» What to work on:
Without the pictures, set down every line of the data exactly.

/---

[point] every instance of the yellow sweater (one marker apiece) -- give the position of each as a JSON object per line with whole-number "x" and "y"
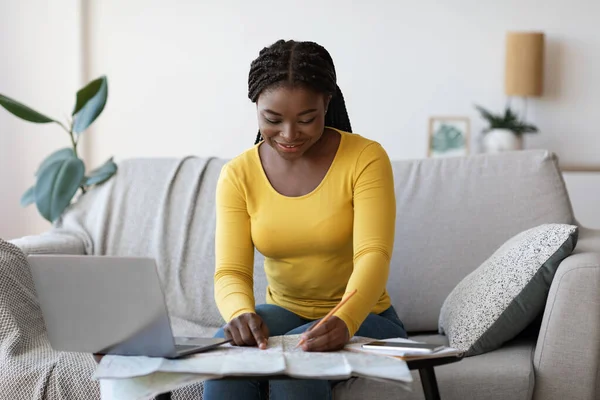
{"x": 335, "y": 239}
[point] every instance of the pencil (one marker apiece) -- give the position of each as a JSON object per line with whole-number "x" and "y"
{"x": 329, "y": 314}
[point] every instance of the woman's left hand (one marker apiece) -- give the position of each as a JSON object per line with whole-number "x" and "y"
{"x": 330, "y": 336}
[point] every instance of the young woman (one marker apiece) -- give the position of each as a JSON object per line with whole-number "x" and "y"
{"x": 318, "y": 202}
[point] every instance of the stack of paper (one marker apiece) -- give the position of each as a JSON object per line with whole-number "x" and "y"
{"x": 144, "y": 377}
{"x": 402, "y": 354}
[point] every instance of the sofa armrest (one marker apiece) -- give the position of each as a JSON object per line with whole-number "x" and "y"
{"x": 567, "y": 355}
{"x": 56, "y": 241}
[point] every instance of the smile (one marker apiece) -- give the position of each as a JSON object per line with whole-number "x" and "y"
{"x": 289, "y": 147}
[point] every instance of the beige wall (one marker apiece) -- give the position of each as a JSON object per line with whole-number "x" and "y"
{"x": 179, "y": 69}
{"x": 41, "y": 67}
{"x": 178, "y": 74}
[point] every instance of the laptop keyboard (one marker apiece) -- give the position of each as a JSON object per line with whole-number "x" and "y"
{"x": 180, "y": 347}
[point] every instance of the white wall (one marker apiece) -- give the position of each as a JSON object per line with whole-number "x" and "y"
{"x": 40, "y": 66}
{"x": 178, "y": 70}
{"x": 178, "y": 73}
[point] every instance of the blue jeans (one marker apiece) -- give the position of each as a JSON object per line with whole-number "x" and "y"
{"x": 283, "y": 322}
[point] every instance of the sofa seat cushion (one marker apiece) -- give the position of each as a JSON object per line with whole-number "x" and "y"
{"x": 506, "y": 373}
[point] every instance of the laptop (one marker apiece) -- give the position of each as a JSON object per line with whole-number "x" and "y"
{"x": 108, "y": 305}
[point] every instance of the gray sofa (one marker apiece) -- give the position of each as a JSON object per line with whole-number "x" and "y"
{"x": 452, "y": 214}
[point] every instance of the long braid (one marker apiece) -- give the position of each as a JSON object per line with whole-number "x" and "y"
{"x": 299, "y": 63}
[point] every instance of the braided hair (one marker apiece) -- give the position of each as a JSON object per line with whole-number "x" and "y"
{"x": 299, "y": 63}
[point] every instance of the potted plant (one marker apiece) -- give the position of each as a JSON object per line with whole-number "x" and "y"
{"x": 505, "y": 131}
{"x": 62, "y": 174}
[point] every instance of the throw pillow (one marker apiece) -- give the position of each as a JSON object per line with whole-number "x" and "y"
{"x": 508, "y": 291}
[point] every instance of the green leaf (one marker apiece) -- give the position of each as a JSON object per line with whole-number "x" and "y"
{"x": 56, "y": 185}
{"x": 22, "y": 111}
{"x": 28, "y": 197}
{"x": 90, "y": 102}
{"x": 102, "y": 173}
{"x": 61, "y": 154}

\---

» Written answer:
[point] every instance of the yellow sweater (one marker apiece) -- give the position of each as a JSON object per line with whole-number "x" and "y"
{"x": 335, "y": 239}
[point] every instance of the pencil (one marker apiece) -- give the position of each as a JSON object per line with whole-number "x" and "y"
{"x": 329, "y": 314}
[point] every instance of the woman's left hand (one marker apiece) -- give the position of each as a JSON object per line with whole-number "x" and "y"
{"x": 330, "y": 336}
[point] every instance of the young woman (one marker apiece) -- give the position of each as a JSON object per line with whole-number "x" and "y"
{"x": 318, "y": 202}
[point] every instance of the stack of paper (one marker apiece) -- give the position of each as a JSON object per line with whole-number "x" and "y"
{"x": 144, "y": 377}
{"x": 402, "y": 354}
[point] every instance of the sofa armrest (one marker apiece) -- give the position of each as a JSON object per line with whole-number "x" and "y"
{"x": 567, "y": 355}
{"x": 56, "y": 241}
[point] every instance of the smile (one marker apiece) -- give the position of each as a JSON object per line with whole-number "x" and "y"
{"x": 289, "y": 147}
[point] every instance of the beige wall (one marker apiece) -- give the position of each as a JSON object per line with whole-number "x" and "y"
{"x": 179, "y": 69}
{"x": 41, "y": 67}
{"x": 178, "y": 74}
[point] every instance of the laptop keyboard (one marker apiece) -- give the position of each as a JSON object per line with whole-number "x" and "y"
{"x": 180, "y": 347}
[point] every instance of the white wall (one marker apiece) -- give the position of each as a JSON object per line with whole-number "x" and "y"
{"x": 40, "y": 66}
{"x": 178, "y": 70}
{"x": 178, "y": 73}
[point] every instance of the blue jeans (one marker apiece) -- give the position of each as a JSON object per line with whole-number "x" and "y"
{"x": 283, "y": 322}
[point] every instance of the sofa seat cushion (one marker apiece) -- give the position of each as a JSON object per line with whole-number "x" and "y"
{"x": 506, "y": 373}
[point] every instance of the laptop (one marker apiece) -- give the position of each as a JSON object per line with whole-number "x" and "y"
{"x": 108, "y": 305}
[point] every instance of the gray sofa (one marker apiece) -- give the position of each as a JSON object per line with whole-number "x" and "y"
{"x": 452, "y": 214}
[point] every instance of the long braid (one marker apiece) -- give the position of each as a JSON object per line with whole-number "x" and "y"
{"x": 299, "y": 63}
[point] every instance of the braided hair (one marker apiece) -- give the position of each as a JSON object per line with whole-number "x" and "y"
{"x": 299, "y": 63}
[point] every instance of the potted plant (one marker apiece) -- give the position of each as a JSON object per line with whole-number "x" and "y"
{"x": 505, "y": 131}
{"x": 62, "y": 174}
[point] every instance of the throw pillow (one marker apiece) -- give the position of each as a JSON object per line with whole-number "x" and "y"
{"x": 508, "y": 291}
[point] every instance of the green leaf (one marker apiece) -- give the position of each as a JSON object per line with whole-number "x" and "y"
{"x": 56, "y": 185}
{"x": 22, "y": 111}
{"x": 28, "y": 197}
{"x": 90, "y": 102}
{"x": 102, "y": 173}
{"x": 61, "y": 154}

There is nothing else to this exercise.